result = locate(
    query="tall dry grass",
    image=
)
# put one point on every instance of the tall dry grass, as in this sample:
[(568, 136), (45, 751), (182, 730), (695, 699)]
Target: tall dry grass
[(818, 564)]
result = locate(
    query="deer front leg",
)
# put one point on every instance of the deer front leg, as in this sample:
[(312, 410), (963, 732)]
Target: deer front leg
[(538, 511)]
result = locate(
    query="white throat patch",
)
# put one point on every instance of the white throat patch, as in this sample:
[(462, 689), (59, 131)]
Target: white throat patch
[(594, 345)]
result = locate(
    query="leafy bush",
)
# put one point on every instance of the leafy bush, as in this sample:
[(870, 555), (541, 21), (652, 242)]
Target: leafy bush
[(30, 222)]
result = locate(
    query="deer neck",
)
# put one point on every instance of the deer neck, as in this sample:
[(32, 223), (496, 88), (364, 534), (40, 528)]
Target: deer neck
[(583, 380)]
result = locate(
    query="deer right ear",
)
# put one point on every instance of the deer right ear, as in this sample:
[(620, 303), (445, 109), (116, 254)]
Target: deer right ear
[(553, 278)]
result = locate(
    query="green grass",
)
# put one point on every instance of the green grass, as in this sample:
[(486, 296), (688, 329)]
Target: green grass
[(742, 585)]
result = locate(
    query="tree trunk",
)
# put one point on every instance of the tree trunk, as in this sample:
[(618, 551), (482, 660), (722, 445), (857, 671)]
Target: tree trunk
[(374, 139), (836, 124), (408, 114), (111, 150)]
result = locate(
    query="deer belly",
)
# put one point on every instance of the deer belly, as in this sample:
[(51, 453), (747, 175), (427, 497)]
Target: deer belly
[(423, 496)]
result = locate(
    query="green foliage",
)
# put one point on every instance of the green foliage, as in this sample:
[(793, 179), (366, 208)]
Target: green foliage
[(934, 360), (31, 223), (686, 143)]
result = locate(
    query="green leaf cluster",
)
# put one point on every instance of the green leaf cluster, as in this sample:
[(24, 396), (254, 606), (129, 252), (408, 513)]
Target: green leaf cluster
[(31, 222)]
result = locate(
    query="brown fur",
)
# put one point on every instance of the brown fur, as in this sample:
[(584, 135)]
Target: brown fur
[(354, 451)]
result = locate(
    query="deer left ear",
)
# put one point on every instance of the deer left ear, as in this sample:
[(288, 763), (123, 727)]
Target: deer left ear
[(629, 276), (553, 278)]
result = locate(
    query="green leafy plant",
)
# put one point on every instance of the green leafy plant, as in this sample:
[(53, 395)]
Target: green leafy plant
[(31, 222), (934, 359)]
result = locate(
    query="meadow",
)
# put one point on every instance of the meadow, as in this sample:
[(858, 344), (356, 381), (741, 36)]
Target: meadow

------------------------------------

## SHORT TASK
Put the listing above into a JSON list of strings with one string per line, starting at its first line and ending at the line that contains "[(30, 222)]". Leave out any blank lines.

## SOLUTION TO THIS PROBLEM
[
  "result = locate(",
  "    query=\"tall dry grass\",",
  "    image=",
  ")",
  "# put one point on every instance of the tall dry grass, as in this sample:",
  "[(568, 136), (45, 751), (182, 730), (695, 699)]",
  "Target: tall dry grass",
  "[(818, 564)]",
  "result = locate(",
  "    query=\"deer front leg\",",
  ")",
  "# put one point on every instance of the deer front leg, as in this sample:",
  "[(312, 410), (963, 732)]",
  "Target: deer front leg",
  "[(538, 511)]",
  "result = locate(",
  "    query=\"white throat patch\",",
  ")",
  "# put one point on every instance of the white throat patch, as in this sample:",
  "[(462, 689), (59, 131)]",
  "Target: white throat patch",
  "[(594, 345)]",
  "result = locate(",
  "    query=\"leafy bush\",",
  ")",
  "# put one point on every instance of the leafy bush, as in this sample:",
  "[(870, 555), (541, 21), (652, 242)]",
  "Target: leafy bush",
  "[(30, 222)]"
]